Exercise details - The output should consist solely of the line containing "In the photo above, where can the grass" and all lines after it through the final line of the entries below, reproduced exactly.
──────── Records
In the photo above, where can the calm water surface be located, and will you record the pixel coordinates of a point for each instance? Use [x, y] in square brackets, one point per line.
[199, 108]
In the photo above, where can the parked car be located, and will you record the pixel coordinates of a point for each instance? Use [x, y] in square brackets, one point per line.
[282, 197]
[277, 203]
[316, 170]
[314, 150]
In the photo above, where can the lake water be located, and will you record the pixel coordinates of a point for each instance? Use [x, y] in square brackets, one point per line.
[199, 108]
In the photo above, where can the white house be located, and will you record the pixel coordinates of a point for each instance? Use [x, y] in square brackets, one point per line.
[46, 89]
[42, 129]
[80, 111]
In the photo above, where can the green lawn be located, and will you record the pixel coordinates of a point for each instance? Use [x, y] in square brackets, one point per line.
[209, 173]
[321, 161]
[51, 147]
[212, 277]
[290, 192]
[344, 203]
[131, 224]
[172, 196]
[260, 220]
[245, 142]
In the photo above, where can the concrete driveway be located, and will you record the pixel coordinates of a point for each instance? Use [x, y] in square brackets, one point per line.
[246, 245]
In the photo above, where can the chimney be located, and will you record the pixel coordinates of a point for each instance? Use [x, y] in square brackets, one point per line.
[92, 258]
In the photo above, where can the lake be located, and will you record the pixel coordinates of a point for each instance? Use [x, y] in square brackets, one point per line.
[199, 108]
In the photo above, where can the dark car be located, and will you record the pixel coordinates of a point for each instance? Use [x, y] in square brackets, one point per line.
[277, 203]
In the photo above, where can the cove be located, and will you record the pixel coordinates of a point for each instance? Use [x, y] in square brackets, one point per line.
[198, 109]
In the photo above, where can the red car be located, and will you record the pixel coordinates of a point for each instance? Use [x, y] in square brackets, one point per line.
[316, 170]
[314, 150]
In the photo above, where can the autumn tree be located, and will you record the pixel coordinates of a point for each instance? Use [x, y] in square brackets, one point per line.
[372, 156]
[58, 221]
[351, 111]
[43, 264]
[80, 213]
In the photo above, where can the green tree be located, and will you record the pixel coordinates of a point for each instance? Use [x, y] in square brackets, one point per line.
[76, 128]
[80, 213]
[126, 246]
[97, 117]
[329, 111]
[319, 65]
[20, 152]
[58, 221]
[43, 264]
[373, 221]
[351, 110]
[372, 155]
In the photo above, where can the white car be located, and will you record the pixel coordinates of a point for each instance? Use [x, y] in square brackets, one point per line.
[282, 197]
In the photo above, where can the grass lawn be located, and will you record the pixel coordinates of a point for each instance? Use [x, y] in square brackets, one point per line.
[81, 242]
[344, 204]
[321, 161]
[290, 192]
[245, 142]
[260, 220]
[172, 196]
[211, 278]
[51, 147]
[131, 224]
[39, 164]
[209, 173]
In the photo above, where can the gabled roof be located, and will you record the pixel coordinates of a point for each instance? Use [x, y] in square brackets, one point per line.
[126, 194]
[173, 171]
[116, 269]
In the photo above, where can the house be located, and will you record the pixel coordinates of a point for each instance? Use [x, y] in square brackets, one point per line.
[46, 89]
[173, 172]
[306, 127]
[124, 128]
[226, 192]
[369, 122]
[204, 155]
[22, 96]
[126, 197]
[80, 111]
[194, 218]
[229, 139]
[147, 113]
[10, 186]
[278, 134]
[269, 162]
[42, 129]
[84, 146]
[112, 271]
────────────────
Worked solution -
In the photo above, where can the grass lawn be located, and will you record the pixel coordinates of a point for each instance? Use [x, y] in square brackets, one point per line.
[81, 242]
[344, 204]
[321, 161]
[290, 192]
[245, 142]
[260, 220]
[172, 196]
[211, 278]
[51, 147]
[131, 224]
[39, 164]
[209, 173]
In the photo above, where can the gabled roof be located, and will you record the pixel coordinates of a point for each instance? Use [x, y] in square brackets, one point per line.
[126, 194]
[173, 171]
[116, 269]
In the photo above, where can the house be located, and will you record the pixel coordinates of a point for each instance? Use [x, y] in square brackets, one point per line.
[46, 89]
[173, 172]
[306, 127]
[124, 128]
[226, 192]
[369, 122]
[204, 155]
[22, 96]
[126, 197]
[80, 111]
[194, 218]
[229, 139]
[147, 113]
[10, 186]
[278, 134]
[269, 162]
[42, 129]
[84, 146]
[112, 271]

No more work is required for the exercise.